Material for the task:
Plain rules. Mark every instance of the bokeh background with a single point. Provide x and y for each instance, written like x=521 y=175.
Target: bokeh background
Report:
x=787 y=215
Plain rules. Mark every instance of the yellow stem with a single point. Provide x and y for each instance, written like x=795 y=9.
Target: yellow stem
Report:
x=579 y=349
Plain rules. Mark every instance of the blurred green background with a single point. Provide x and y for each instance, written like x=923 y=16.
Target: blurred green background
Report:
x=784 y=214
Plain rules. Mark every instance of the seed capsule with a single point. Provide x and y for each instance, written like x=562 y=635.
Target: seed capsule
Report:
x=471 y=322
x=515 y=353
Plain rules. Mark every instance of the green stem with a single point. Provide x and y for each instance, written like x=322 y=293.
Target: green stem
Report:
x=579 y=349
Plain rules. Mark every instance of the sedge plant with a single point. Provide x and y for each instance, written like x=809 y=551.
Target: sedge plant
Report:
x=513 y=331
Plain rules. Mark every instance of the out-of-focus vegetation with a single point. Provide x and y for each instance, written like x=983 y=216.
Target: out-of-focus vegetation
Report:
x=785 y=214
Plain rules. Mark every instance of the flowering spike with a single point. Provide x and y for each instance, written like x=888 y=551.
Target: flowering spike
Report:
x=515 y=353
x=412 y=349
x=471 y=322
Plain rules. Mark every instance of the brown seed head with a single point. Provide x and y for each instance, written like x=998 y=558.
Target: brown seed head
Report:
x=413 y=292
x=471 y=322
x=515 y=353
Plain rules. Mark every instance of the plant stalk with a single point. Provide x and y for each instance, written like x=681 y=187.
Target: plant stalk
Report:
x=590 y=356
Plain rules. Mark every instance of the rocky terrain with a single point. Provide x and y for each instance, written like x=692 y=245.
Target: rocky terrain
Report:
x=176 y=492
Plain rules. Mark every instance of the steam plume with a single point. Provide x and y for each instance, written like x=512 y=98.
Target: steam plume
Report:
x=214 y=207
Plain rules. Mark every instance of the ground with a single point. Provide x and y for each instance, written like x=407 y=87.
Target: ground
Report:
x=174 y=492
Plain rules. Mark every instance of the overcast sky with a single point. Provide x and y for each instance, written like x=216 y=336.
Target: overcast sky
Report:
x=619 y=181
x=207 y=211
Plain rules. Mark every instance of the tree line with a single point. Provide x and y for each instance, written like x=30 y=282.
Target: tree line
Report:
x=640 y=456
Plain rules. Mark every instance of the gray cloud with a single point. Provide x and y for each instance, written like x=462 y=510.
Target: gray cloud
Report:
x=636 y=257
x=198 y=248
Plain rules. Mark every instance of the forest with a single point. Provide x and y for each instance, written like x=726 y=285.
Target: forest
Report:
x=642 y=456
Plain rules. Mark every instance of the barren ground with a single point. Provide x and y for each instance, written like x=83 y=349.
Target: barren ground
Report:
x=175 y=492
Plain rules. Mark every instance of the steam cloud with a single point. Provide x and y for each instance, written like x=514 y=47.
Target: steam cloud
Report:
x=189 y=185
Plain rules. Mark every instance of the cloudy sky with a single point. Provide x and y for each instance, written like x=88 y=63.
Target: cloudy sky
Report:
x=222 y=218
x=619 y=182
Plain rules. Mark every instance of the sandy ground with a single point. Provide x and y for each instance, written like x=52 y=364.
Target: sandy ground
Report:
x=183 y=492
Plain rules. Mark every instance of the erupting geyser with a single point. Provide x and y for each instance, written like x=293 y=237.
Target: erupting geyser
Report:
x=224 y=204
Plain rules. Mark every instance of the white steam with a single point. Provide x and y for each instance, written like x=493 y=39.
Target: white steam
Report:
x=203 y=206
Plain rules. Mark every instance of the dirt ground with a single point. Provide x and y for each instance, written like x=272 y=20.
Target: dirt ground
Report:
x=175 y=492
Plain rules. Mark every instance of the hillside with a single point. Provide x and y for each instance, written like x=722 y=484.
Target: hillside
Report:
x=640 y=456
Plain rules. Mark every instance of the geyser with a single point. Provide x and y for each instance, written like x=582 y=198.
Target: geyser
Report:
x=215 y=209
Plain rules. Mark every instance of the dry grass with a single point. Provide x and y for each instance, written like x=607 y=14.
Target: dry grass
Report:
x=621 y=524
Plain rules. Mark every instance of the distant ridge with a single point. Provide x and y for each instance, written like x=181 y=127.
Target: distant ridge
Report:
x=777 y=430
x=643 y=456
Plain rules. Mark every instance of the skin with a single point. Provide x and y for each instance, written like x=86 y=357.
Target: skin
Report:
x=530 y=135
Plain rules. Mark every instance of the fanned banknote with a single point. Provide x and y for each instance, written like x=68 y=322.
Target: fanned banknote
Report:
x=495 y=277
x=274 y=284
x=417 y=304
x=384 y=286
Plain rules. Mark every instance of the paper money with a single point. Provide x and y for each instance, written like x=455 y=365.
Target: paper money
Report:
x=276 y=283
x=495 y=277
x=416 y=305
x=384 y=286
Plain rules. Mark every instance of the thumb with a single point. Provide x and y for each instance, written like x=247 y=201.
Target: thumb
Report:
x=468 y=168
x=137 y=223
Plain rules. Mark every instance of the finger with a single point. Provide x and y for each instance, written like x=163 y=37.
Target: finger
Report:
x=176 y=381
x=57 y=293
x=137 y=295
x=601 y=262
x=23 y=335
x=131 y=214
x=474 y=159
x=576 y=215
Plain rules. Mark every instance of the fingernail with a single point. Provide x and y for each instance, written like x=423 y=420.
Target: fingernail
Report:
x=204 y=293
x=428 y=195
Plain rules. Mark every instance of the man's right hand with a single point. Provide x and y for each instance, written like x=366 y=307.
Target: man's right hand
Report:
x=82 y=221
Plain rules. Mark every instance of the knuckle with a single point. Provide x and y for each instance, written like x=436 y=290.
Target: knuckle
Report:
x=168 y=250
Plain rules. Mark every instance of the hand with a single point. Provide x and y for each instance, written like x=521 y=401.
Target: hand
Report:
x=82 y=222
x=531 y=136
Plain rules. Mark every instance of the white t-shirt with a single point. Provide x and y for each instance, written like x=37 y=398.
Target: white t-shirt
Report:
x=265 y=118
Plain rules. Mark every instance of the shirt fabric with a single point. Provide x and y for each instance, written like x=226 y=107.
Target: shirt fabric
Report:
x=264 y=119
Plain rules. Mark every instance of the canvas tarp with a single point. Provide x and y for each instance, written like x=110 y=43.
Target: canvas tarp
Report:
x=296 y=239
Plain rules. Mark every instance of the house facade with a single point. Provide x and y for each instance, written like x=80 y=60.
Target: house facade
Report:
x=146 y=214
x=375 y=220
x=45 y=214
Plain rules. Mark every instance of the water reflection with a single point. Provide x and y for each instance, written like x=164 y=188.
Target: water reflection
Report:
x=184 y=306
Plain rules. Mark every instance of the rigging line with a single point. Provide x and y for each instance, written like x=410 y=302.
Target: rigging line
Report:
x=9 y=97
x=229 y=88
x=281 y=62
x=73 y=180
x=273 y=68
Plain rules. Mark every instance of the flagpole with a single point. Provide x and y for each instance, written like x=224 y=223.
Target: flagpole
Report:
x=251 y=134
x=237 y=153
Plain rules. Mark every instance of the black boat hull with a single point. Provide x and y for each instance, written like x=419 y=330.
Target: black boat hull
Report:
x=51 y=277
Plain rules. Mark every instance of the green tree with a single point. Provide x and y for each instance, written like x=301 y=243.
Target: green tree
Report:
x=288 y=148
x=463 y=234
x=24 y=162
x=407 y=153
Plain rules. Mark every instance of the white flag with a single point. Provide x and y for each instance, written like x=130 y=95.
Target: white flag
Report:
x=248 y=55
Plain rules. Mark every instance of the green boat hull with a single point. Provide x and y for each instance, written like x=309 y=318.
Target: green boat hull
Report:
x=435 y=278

Exercise description: Transcribe the entire listing without a single omission.

Result:
Plain rules. Mark every instance of the bokeh background with a single point. Provide x and y for each instance, written like x=521 y=175.
Target: bokeh background
Report:
x=787 y=215
Plain rules. Mark every instance of the yellow stem with a single point. Provide x and y for each instance, written like x=795 y=9.
Target: yellow stem
Report:
x=579 y=349
Plain rules. Mark every instance of the blurred green background with a single point. Provide x and y for each instance, written like x=923 y=16.
Target: blurred green background
Report:
x=784 y=214
Plain rules. Mark every instance of the seed capsule with a single point. Provide x and y for each instance, written like x=562 y=635.
Target: seed capsule
Report:
x=471 y=322
x=515 y=353
Plain rules. Mark every instance of the green stem with a single point. Provide x and y for each instance, written like x=322 y=293.
Target: green stem
Report:
x=579 y=349
Plain rules. Mark every instance of the sedge plant with a single point. Provide x and y for each instance, written like x=809 y=551.
Target: sedge plant
Report:
x=513 y=331
Plain rules. Mark every instance of the out-of-focus vegetation with a single point. Provide x and y for each instance, written like x=983 y=216.
Target: out-of-focus vegetation
Report:
x=785 y=214
Plain rules. Mark every instance of the flowering spike with a single point. Provide x and y for each instance, written like x=888 y=551.
Target: flowering spike
Report:
x=515 y=353
x=412 y=349
x=471 y=322
Plain rules. Mark every instance of the brown seed head with a single point. Provide x and y for each instance, written like x=998 y=558.
Target: brown seed head
Report:
x=413 y=292
x=471 y=322
x=515 y=353
Plain rules. Mark every instance of the plant stalk with a single point. Provide x and y for each instance, written like x=681 y=187.
Target: plant stalk
Report:
x=590 y=356
Plain rules. Mark every instance of the rocky terrain with a single point. Provide x and y for each instance, written like x=692 y=245.
Target: rocky terrain
Report:
x=176 y=492
Plain rules. Mark every instance of the steam plume with a single point. Provide x and y for each instance, written like x=512 y=98.
Target: steam plume
Report:
x=214 y=207
Plain rules. Mark every instance of the ground with a single point. Provide x and y for each instance, written like x=407 y=87.
Target: ground
Report:
x=174 y=492
Plain rules. Mark every instance of the overcast sky with a single point. Provide x and y for each instance, written like x=216 y=336.
Target: overcast sky
Report:
x=619 y=181
x=207 y=211
Plain rules. Mark every instance of the tree line with a single point. Provide x and y for each instance, written like x=30 y=282.
Target: tree line
Report:
x=640 y=456
Plain rules. Mark every instance of the gray cloud with a single point. Provide x and y for each instance, written like x=462 y=510.
Target: gray cloud
Report:
x=636 y=257
x=198 y=248
Plain rules. Mark every instance of the forest with a single point. Provide x and y for each instance, written like x=726 y=285.
Target: forest
Report:
x=642 y=456
Plain rules. Mark every instance of the barren ground with a single point. Provide x and y for each instance, written like x=83 y=349.
Target: barren ground
Report:
x=175 y=492
Plain rules. Mark every instance of the steam cloud with a single point. Provide x and y for each instance, written like x=514 y=47.
Target: steam cloud
Report:
x=189 y=185
Plain rules. Mark every instance of the cloudy sky with a single point. Provide x and y for each instance, written like x=88 y=63.
Target: cloudy sky
Report:
x=222 y=218
x=619 y=182
Plain rules. Mark every instance of the sandy ground with a single point. Provide x and y for each instance, written like x=52 y=364.
Target: sandy ground
Report:
x=183 y=492
Plain rules. Mark every instance of the erupting geyser with a single point. Provide x and y for each instance, written like x=293 y=237.
Target: erupting geyser
Report:
x=224 y=204
Plain rules. Mark every instance of the white steam with a single point. Provide x and y for each instance, written like x=493 y=39.
Target: white steam
Report:
x=203 y=206
Plain rules. Mark every instance of the dirt ground with a single point. Provide x and y for each instance, written like x=272 y=20.
Target: dirt ground
Report:
x=175 y=492
Plain rules. Mark every instance of the hillside with a single point. Provide x and y for each instance, written like x=722 y=484.
Target: hillside
Report:
x=640 y=456
Plain rules. Mark every instance of the geyser with a single point. Provide x and y for each instance, written like x=582 y=198.
Target: geyser
Report:
x=215 y=209
Plain rules. Mark every instance of the dry grass with a single point. Provide x and y for each instance, written like x=607 y=14.
Target: dry grass
Report:
x=621 y=524
Plain rules. Mark every instance of the distant ridge with a single point. Provide x and y for each instance, written like x=181 y=127.
Target: distant ridge
Report:
x=777 y=430
x=643 y=456
Plain rules. Mark every instance of the skin with a single point. Provide x and y for each instance, written like x=86 y=357.
Target: skin
Report:
x=530 y=135
Plain rules. Mark every instance of the fanned banknote with a single point. Provide x and y for each instance, written like x=68 y=322.
Target: fanned banknote
Report:
x=495 y=277
x=274 y=284
x=417 y=304
x=384 y=286
Plain rules. Mark every instance of the paper money with a single point. Provide x and y for each instance, written like x=455 y=365.
Target: paper money
Report:
x=276 y=283
x=495 y=277
x=416 y=305
x=384 y=286
Plain rules. Mark every instance of the thumb with a single point. Provide x and y for each instance, written like x=247 y=201.
Target: thumb
Report:
x=468 y=168
x=137 y=223
Plain rules. Mark every instance of the finger with a single point. Provide x and y for each instance, written like x=163 y=37.
Target: finger
Report:
x=176 y=381
x=57 y=293
x=137 y=295
x=601 y=262
x=23 y=335
x=131 y=214
x=474 y=159
x=576 y=215
Plain rules. Mark every instance of the fingernail with a single point. Provide x and y for each instance, written like x=423 y=420.
Target: fingernail
Report:
x=204 y=293
x=428 y=195
Plain rules. Mark every instance of the man's right hand with a single point. Provide x and y for each instance, written like x=366 y=307.
Target: man's right hand
Report:
x=82 y=221
Plain rules. Mark every instance of the knuckle with a single point. Provide x and y for each instance, written like x=436 y=290.
Target: knuckle
Report:
x=168 y=250
Plain rules. Mark every instance of the hand with a single point. Provide x and y for each instance, written like x=521 y=401.
Target: hand
Report:
x=82 y=222
x=531 y=136
Plain rules. Mark every instance of the white t-shirt with a single point. Provide x and y for each instance, written like x=37 y=398.
Target: white t-shirt
Report:
x=265 y=118
Plain rules. Mark every instance of the shirt fabric with a single point. Provide x and y for each instance, written like x=226 y=107.
Target: shirt fabric
Report:
x=264 y=119
Plain rules. Mark every instance of the canvas tarp with a single point. Provide x and y for each instance, written like x=110 y=43.
Target: canvas tarp
Report:
x=296 y=239
Plain rules. Mark every instance of the house facade with a single point. Provide x and y for each instance, written like x=80 y=60.
Target: house facade
Report:
x=146 y=214
x=375 y=220
x=45 y=214
Plain rules. Mark every instance of the water reflection with a single point. Provide x and y for each instance, written like x=164 y=188.
Target: water reflection
Report:
x=184 y=306
Plain rules. Mark every instance of the rigging line with a single point. Provide x and y for each instance, written like x=410 y=302.
Target: rigging line
Report:
x=9 y=97
x=229 y=88
x=281 y=62
x=73 y=180
x=273 y=68
Plain rules. Mark every instance of the flagpole with a single point. Provide x and y for each instance, written like x=224 y=223.
Target: flagpole
Report:
x=251 y=134
x=237 y=153
Plain rules. Mark every instance of the black boat hull with a single point. Provide x and y for each instance, written like x=419 y=330.
Target: black boat hull
Report:
x=51 y=277
Plain rules. Mark every instance of the green tree with a single point. Provide x and y for each instance, written like x=301 y=243.
Target: green tree
Report:
x=288 y=148
x=463 y=234
x=24 y=162
x=407 y=153
Plain rules. Mark every instance of the white flag with a single point. Provide x and y for each instance, written like x=130 y=95.
Target: white flag
Report:
x=248 y=55
Plain rules. Mark every instance of the green boat hull with a single point. Provide x and y for each instance, written like x=309 y=318.
Target: green boat hull
Report:
x=435 y=278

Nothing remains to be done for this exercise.